# Excerpt from a dataset:
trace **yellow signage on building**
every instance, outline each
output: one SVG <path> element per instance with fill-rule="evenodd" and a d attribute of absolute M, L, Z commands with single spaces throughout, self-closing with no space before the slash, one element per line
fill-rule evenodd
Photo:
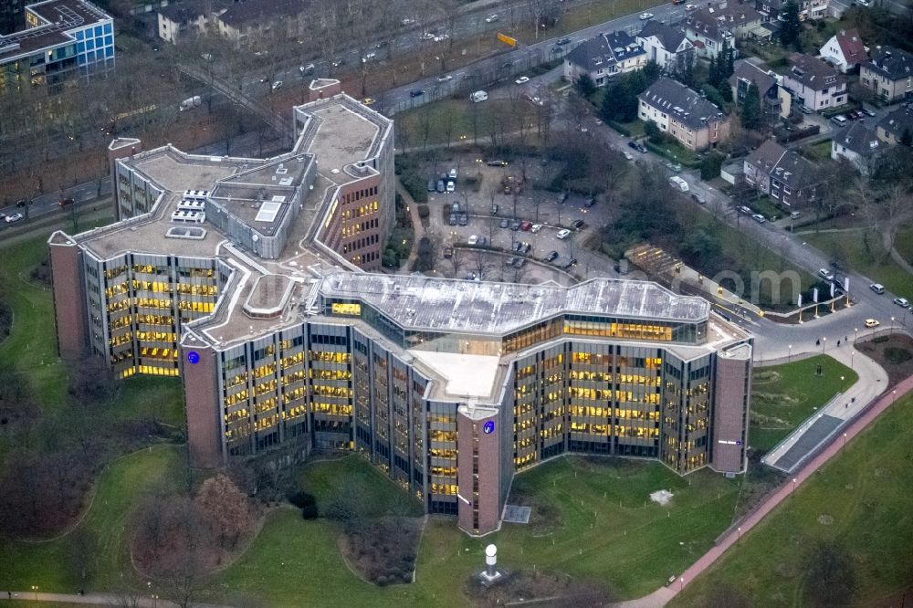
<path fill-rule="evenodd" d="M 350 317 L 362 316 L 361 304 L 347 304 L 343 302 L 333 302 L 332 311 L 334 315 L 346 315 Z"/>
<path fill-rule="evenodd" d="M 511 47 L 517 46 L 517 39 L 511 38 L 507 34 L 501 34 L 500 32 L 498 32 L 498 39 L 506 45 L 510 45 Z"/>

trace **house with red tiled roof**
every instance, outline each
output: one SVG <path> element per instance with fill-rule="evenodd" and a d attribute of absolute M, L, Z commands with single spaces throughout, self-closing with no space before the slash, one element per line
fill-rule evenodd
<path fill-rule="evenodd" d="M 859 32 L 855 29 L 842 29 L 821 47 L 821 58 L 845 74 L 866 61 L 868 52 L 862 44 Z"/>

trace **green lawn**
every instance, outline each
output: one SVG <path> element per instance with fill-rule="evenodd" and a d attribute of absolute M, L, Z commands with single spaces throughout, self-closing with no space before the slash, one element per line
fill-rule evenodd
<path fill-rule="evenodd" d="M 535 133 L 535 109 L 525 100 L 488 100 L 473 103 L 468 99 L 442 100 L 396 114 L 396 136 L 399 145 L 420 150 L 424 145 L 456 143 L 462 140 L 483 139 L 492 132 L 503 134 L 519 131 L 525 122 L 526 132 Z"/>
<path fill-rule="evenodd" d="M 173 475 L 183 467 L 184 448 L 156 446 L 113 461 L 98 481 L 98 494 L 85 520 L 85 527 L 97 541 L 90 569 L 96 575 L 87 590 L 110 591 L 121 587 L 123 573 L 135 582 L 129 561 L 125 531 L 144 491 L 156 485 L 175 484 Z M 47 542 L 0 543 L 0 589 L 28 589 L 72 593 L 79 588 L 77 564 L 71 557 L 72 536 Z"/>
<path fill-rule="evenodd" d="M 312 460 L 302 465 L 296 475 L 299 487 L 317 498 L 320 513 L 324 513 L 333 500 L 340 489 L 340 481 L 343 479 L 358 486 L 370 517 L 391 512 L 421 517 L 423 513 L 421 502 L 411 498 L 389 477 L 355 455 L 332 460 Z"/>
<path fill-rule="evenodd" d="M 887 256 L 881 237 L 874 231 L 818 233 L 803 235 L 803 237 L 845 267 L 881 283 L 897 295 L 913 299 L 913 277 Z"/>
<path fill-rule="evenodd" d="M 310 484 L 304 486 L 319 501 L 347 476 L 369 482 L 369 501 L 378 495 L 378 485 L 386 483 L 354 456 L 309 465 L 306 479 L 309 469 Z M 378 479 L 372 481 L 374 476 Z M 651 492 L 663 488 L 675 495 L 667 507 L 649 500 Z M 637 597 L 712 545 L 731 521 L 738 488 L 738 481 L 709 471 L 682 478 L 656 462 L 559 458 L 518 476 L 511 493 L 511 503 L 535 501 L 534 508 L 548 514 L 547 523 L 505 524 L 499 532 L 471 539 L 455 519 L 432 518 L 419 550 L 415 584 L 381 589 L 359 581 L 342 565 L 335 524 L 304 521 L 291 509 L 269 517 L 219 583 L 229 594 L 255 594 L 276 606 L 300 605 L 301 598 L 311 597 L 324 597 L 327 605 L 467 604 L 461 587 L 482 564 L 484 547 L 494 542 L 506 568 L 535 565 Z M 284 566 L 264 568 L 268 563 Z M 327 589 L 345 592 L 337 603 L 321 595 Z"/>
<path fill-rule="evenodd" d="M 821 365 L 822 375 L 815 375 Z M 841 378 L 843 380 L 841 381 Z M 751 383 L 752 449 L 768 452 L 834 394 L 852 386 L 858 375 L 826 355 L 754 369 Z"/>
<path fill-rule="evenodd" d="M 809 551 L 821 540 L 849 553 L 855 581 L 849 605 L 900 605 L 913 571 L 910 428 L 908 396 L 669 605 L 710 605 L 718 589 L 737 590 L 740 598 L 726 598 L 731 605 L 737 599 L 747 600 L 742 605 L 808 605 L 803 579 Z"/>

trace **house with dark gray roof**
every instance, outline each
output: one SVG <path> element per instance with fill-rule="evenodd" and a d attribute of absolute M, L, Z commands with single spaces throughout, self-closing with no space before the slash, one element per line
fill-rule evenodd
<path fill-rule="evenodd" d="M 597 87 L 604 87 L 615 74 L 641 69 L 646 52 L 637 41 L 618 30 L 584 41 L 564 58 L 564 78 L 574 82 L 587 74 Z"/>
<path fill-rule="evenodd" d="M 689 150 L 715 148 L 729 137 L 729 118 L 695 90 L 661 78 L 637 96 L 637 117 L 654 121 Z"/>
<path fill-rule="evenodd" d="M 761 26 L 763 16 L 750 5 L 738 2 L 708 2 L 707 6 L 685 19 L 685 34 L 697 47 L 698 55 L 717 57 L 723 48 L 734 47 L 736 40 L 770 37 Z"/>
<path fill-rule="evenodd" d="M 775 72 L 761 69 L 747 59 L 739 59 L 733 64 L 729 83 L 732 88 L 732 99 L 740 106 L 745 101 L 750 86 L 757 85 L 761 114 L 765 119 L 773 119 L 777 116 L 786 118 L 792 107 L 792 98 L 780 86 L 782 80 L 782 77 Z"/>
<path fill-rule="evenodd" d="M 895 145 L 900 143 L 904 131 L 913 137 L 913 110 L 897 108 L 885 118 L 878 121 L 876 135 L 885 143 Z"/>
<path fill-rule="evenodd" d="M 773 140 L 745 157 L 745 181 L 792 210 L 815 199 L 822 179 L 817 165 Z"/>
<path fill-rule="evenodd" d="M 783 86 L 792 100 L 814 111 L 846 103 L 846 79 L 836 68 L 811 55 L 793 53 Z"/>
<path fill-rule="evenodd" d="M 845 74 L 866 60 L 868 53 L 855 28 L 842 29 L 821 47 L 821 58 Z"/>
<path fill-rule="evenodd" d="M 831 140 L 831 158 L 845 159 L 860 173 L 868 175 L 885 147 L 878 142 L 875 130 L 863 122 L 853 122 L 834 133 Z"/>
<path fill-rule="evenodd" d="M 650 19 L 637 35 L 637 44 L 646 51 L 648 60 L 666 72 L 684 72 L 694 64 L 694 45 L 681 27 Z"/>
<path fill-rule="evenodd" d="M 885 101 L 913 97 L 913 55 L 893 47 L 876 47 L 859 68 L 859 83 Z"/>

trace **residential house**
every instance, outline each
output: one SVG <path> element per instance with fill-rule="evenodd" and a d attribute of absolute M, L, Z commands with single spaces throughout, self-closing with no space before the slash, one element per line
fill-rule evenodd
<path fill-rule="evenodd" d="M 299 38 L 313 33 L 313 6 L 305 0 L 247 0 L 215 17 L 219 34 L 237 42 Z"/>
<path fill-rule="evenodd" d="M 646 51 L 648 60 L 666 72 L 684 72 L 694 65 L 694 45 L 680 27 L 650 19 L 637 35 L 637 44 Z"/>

# Stated problem:
Output the data from the line with "trace **green lawn**" up to and including the line with "535 133 L 535" as a Markdown table with a Row column holding each row's number and a Line column holding the line itself. Leave out any blank lines.

# Full output:
| Row | Line |
|---|---|
| 1 | trace **green lawn** |
| 2 | every instance, outline each |
| 3 | output: one SVG <path> element per instance with fill-rule="evenodd" and a d attribute of absolute M, L, Z commands with single spaces throughout, self-closing with no space before the slash, one element per line |
| 4 | fill-rule evenodd |
| 5 | <path fill-rule="evenodd" d="M 535 133 L 535 109 L 525 100 L 488 100 L 473 103 L 468 99 L 442 100 L 396 114 L 396 136 L 399 145 L 420 150 L 424 145 L 456 143 L 462 140 L 483 139 L 492 132 L 503 134 L 519 131 L 525 122 L 526 132 Z"/> |